[START OF Data]

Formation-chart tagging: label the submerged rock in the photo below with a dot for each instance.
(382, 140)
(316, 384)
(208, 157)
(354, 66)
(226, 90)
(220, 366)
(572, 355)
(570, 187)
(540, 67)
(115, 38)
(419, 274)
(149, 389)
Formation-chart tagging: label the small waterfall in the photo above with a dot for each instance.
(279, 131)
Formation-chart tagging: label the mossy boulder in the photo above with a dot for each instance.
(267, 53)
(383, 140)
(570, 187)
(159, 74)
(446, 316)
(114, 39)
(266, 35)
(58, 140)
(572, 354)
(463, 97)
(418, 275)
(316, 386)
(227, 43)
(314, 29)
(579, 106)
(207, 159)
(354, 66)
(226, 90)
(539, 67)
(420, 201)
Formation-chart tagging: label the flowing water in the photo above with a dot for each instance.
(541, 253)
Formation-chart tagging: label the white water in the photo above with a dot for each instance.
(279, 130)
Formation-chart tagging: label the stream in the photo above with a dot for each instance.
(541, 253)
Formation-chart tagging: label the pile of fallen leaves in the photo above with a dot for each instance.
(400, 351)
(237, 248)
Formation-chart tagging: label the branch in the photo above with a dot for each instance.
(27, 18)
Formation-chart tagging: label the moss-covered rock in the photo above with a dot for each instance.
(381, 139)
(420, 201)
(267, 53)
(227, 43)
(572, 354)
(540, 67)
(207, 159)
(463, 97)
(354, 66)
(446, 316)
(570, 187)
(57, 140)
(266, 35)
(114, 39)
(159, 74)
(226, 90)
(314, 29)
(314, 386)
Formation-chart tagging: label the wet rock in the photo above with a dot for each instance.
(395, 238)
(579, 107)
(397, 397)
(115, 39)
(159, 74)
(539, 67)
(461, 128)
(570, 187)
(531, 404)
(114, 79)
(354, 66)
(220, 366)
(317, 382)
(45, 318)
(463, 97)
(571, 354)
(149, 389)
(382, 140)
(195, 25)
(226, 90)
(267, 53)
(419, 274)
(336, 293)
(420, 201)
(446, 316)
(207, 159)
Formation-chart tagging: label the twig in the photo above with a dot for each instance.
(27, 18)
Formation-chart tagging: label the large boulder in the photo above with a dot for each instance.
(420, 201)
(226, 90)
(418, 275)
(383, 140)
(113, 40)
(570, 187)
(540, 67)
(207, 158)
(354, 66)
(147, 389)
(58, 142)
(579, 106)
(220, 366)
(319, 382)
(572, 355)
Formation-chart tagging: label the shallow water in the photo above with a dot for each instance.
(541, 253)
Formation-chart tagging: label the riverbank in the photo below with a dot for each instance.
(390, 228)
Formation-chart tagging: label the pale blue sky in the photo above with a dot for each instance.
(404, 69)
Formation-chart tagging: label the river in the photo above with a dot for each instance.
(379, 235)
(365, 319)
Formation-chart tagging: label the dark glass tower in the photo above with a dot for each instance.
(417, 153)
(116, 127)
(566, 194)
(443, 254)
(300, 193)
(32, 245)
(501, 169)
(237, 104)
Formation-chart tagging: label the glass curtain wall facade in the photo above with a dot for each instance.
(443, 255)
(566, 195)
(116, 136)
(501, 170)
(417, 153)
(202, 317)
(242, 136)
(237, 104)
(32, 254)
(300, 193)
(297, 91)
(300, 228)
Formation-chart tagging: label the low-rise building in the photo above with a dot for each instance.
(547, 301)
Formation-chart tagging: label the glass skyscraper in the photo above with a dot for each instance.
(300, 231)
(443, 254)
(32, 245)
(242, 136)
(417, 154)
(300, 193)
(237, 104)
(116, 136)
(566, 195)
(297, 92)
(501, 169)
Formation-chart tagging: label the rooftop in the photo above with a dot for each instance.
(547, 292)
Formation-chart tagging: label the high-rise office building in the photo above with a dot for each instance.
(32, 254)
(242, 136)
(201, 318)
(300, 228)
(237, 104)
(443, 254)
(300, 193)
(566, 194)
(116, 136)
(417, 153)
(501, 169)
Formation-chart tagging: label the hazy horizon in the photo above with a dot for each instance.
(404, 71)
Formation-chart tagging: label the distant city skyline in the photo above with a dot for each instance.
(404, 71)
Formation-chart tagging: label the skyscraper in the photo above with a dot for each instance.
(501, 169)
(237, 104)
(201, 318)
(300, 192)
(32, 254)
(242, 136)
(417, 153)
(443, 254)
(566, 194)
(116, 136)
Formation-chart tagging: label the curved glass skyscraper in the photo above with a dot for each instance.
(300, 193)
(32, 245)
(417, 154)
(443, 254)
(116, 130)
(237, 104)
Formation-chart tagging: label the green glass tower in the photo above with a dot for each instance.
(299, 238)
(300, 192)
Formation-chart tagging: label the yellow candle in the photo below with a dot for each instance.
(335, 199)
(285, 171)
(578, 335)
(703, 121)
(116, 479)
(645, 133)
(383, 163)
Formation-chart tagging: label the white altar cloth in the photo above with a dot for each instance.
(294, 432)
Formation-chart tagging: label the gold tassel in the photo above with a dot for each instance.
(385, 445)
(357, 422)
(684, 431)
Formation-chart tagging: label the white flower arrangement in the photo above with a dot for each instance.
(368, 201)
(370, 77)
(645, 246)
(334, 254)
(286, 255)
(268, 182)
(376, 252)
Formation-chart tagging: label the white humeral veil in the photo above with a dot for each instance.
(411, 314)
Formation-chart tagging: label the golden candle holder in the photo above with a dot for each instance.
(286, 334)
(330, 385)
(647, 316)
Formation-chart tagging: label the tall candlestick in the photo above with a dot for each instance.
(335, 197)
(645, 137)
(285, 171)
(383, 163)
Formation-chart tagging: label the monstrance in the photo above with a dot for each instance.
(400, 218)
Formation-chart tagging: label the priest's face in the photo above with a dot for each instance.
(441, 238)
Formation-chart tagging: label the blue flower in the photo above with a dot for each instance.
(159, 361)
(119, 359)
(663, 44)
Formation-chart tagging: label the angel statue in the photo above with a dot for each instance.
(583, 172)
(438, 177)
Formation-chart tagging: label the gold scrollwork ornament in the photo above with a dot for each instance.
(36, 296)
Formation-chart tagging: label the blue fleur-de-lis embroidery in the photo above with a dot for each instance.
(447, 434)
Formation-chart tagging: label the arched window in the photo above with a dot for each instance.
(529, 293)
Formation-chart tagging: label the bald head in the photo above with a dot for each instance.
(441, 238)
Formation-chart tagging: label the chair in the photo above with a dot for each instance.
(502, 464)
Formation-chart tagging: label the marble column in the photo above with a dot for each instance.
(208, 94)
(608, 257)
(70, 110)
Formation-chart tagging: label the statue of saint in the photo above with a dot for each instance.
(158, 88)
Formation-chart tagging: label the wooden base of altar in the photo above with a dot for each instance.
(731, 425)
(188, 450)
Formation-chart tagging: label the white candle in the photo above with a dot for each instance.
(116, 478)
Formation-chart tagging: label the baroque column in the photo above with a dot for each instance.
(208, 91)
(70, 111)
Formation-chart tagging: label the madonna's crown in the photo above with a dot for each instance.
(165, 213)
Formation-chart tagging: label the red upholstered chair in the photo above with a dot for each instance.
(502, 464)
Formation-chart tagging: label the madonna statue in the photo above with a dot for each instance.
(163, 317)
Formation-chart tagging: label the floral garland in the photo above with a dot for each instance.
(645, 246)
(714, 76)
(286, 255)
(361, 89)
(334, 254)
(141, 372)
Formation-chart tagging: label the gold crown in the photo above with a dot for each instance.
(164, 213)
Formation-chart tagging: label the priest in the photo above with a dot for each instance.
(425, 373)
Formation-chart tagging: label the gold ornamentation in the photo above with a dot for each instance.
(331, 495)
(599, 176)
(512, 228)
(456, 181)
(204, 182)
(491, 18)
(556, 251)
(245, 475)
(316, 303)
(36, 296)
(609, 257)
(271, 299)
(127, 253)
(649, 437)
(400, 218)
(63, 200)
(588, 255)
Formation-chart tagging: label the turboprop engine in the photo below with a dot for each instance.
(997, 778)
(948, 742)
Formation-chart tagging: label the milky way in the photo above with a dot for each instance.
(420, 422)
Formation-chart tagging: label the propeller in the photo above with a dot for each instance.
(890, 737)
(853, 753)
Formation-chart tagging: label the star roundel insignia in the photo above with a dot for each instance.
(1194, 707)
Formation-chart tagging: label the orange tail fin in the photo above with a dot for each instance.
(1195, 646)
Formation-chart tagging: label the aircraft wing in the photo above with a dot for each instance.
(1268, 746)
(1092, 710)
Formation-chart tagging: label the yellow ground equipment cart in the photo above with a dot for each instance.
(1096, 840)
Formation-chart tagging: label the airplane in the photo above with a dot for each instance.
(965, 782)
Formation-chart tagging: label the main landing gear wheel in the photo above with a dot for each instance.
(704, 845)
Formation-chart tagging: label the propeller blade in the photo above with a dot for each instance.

[END OF Data]

**Directive:**
Quote the records word for word, starting with the line that contains "Formation-chart tagging: label the milky" and going on through the last line of the records.

**Exercise result:**
Formation-chart tagging: label the milky way in the photo above with a dot for each instance.
(420, 422)
Formation-chart tagging: label the propeller in the photo above with a dot for each instance.
(890, 737)
(853, 753)
Formation-chart tagging: label the star roundel insignia in the photo above with a dot for each instance.
(1194, 707)
Formation-chart tagging: label the orange tail fin in the photo above with a dot for each instance.
(1195, 646)
Formation-chart tagging: label the aircraft wing in the photo above with a dot for each instance.
(1268, 746)
(1092, 710)
Formation-chart tagging: label the yellow ground equipment cart in the photo above with a dot for each instance.
(1096, 840)
Formation-chart tagging: label the airplane in the photo above with a dot for each instance.
(965, 782)
Formation-chart tagging: label the main landing gear wheel in the photo above with a dot for each instance.
(704, 845)
Formation-chart tagging: label the propeller blade in the photo above with a dot for each instance.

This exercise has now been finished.